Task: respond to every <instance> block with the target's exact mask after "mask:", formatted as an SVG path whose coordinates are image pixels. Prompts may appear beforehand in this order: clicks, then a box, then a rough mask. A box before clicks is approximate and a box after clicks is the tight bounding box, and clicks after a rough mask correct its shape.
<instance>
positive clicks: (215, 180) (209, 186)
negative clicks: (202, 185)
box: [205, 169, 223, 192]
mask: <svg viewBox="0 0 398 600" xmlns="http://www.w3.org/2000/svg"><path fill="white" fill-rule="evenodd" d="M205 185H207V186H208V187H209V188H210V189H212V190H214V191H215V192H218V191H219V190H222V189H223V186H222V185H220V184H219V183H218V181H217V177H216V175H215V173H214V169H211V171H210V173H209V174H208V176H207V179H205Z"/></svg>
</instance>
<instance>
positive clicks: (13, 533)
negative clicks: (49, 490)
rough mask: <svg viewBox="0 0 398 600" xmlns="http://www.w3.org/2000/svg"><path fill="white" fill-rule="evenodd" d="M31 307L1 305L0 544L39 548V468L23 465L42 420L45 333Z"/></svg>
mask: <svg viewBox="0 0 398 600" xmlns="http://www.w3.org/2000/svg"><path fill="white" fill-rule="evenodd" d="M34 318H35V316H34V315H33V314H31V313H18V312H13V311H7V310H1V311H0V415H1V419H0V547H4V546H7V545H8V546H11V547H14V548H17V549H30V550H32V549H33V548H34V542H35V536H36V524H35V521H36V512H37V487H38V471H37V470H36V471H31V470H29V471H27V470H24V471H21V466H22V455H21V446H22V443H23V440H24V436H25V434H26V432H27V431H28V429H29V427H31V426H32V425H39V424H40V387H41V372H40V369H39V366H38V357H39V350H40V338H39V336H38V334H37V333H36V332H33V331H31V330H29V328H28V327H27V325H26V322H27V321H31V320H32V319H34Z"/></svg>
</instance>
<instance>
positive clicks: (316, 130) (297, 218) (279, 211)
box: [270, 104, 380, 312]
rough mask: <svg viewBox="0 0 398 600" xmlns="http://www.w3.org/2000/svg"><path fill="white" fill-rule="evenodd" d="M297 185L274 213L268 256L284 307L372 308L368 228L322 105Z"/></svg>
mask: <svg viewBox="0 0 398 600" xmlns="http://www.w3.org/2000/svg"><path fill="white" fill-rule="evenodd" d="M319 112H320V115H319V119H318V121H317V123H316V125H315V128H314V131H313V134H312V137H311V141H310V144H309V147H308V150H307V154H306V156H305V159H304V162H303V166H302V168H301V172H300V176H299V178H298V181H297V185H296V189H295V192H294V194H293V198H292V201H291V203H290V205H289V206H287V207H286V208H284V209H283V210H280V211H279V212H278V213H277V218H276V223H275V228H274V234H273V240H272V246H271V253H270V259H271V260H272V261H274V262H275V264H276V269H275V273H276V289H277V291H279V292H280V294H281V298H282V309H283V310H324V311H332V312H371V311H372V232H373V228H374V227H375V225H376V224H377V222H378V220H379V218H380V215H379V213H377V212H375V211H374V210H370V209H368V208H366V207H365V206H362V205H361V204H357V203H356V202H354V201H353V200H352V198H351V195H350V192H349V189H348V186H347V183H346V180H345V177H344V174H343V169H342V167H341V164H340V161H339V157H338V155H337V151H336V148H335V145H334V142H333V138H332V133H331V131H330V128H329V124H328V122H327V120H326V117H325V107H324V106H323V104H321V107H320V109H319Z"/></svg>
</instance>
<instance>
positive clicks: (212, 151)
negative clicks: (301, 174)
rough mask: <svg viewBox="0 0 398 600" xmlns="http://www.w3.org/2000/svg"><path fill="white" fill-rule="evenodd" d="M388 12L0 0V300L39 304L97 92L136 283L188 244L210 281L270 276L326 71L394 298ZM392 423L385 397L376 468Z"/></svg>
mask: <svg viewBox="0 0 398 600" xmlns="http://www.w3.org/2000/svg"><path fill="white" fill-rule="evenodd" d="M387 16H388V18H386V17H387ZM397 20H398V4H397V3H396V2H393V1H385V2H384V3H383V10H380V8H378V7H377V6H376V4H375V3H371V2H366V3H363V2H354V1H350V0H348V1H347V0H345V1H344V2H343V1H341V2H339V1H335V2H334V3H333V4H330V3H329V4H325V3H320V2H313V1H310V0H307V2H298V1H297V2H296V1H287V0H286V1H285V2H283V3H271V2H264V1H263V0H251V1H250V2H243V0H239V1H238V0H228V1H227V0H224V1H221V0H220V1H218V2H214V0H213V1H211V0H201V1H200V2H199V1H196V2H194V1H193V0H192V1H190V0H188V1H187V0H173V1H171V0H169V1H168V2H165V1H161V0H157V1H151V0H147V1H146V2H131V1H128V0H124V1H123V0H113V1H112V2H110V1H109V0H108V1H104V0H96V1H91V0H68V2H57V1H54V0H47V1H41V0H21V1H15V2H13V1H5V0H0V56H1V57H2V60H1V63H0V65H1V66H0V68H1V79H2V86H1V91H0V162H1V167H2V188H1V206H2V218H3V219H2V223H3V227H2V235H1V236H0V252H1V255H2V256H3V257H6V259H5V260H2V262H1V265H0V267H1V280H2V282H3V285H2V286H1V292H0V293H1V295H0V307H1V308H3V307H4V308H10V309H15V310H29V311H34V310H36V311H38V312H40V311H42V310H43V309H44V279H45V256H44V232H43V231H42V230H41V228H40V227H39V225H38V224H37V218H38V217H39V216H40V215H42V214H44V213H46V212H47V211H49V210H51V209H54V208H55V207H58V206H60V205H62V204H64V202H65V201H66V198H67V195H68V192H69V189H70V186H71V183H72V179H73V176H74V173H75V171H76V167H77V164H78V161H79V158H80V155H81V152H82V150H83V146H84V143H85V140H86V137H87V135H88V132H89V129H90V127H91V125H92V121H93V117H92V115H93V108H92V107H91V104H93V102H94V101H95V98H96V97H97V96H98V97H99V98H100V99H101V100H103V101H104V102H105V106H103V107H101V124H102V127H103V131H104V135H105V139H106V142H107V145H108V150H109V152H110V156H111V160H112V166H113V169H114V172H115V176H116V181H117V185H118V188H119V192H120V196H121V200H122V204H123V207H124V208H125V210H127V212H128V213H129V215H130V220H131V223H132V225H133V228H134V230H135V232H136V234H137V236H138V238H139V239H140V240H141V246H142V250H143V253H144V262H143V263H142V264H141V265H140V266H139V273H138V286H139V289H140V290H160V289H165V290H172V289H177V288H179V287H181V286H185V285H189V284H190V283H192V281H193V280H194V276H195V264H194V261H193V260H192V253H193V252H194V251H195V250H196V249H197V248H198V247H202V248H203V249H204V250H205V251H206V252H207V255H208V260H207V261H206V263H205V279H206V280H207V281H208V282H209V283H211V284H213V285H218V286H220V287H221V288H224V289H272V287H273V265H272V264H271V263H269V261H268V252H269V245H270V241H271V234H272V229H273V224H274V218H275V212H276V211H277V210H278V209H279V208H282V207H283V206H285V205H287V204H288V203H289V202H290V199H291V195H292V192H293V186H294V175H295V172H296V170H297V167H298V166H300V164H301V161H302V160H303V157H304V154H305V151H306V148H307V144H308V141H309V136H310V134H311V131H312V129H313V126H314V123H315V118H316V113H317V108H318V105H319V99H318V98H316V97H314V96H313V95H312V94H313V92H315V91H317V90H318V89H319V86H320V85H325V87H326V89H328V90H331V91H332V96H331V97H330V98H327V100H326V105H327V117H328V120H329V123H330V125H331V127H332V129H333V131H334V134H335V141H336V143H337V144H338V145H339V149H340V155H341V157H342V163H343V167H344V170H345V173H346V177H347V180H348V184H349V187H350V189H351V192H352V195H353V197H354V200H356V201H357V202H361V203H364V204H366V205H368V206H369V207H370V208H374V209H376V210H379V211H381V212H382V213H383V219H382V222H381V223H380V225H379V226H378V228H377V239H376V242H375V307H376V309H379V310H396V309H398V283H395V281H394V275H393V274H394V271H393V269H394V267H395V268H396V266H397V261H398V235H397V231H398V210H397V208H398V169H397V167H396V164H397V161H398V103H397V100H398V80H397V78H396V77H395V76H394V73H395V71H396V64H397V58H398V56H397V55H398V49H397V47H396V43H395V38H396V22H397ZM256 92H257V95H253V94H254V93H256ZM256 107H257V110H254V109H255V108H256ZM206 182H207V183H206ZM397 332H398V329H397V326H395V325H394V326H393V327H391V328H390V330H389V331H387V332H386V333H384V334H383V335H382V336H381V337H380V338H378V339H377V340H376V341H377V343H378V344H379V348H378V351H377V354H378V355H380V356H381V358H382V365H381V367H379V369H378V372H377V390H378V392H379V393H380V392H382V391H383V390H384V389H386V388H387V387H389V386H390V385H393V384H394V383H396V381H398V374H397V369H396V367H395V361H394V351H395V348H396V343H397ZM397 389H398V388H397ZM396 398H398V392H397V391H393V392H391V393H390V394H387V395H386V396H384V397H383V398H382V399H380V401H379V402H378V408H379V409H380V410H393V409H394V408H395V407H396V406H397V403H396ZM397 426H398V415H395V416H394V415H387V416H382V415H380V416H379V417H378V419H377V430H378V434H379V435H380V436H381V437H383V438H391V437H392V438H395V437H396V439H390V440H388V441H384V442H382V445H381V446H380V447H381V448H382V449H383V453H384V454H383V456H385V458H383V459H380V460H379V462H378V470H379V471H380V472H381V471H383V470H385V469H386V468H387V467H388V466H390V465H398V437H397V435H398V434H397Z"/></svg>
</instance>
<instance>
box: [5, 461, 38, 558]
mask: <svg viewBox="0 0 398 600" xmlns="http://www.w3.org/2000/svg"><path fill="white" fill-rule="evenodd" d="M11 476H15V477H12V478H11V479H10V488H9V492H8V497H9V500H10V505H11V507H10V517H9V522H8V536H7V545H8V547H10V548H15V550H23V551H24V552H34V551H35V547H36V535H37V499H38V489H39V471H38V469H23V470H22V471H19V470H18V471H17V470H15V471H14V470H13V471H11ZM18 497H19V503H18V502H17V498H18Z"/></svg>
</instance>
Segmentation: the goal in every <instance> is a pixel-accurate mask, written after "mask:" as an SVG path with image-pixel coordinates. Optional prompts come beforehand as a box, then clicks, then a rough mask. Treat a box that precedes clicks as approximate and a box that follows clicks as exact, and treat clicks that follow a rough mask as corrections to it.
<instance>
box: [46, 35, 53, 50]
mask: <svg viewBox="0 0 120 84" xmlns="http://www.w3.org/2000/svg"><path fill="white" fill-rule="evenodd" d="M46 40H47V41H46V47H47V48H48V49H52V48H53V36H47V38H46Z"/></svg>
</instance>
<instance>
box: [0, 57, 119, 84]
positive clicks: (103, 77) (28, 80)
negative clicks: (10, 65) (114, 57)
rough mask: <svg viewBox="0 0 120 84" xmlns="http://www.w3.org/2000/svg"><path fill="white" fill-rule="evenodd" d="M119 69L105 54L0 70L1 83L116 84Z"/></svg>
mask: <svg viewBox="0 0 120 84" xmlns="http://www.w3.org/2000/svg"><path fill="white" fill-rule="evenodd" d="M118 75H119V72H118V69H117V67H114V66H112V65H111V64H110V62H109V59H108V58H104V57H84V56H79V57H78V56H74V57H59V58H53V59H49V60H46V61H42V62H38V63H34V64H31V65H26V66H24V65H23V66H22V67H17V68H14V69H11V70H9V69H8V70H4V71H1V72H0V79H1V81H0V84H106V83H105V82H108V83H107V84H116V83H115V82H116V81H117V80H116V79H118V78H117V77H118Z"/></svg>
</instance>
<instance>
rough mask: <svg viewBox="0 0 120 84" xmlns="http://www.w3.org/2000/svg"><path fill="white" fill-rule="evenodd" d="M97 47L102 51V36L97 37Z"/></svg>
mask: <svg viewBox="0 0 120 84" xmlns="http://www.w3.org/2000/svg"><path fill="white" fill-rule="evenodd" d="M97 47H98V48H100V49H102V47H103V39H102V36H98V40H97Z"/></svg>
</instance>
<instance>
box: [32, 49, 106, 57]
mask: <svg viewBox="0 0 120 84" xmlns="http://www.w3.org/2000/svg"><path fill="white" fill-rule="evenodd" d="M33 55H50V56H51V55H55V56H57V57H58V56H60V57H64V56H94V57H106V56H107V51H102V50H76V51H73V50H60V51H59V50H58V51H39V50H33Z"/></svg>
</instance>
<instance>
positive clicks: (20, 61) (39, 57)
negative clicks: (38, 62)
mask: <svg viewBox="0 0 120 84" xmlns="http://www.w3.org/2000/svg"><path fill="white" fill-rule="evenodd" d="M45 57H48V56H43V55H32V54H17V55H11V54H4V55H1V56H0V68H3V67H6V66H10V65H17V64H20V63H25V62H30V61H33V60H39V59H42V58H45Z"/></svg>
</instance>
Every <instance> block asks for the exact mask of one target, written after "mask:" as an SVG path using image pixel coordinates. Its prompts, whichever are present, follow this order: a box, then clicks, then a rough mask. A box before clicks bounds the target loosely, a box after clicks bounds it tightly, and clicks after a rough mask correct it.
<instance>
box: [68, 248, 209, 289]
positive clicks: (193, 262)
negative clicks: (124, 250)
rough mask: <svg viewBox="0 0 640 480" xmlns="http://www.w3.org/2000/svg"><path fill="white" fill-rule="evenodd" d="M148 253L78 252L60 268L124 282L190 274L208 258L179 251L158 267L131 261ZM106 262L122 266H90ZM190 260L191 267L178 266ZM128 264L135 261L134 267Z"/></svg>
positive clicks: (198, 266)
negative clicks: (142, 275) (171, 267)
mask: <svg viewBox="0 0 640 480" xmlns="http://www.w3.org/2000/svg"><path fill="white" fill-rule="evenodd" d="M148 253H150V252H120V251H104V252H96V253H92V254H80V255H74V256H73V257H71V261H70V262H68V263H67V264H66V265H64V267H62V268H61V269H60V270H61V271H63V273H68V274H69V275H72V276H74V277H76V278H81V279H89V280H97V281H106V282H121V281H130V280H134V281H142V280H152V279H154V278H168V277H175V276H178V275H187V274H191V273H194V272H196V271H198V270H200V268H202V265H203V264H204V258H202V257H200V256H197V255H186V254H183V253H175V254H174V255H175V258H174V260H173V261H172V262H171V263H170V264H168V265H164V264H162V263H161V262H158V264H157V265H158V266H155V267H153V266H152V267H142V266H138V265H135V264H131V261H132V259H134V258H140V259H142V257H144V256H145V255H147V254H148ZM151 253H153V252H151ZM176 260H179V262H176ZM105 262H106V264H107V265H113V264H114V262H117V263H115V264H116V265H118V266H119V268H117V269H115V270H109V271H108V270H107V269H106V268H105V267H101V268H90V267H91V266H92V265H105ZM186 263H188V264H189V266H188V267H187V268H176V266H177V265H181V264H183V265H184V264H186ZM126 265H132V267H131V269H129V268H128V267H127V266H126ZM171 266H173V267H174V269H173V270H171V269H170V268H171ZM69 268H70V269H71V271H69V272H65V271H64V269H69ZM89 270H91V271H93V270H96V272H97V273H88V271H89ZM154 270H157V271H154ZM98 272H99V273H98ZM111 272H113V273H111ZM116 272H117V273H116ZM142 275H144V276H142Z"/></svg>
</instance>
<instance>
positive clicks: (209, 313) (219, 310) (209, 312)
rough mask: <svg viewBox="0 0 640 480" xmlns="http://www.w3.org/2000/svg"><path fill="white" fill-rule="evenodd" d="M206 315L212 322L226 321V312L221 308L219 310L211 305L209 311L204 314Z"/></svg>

-------------------------

_Work request_
From the listing above, pick out every line containing "with".

_Response box_
Task: respond to every <instance> block with the target's exact mask after "mask:", formatted as an SVG path whose coordinates are image pixels. Prompts may appear beforehand in this order: clicks, then a box, then a rough mask. A box before clicks is approximate and a box after clicks is the tight bounding box, and clicks after a rough mask correct its shape.
Segmentation: the goal in every <instance> is a pixel-accurate mask, written after "mask:" as an SVG path with image-pixel coordinates. Optional prompts come beforehand as a box, then clicks, then a rough mask. Treat a box that precedes clicks as approximate and a box that follows clicks as exact, and treat clicks that follow a rough mask as corrections to it.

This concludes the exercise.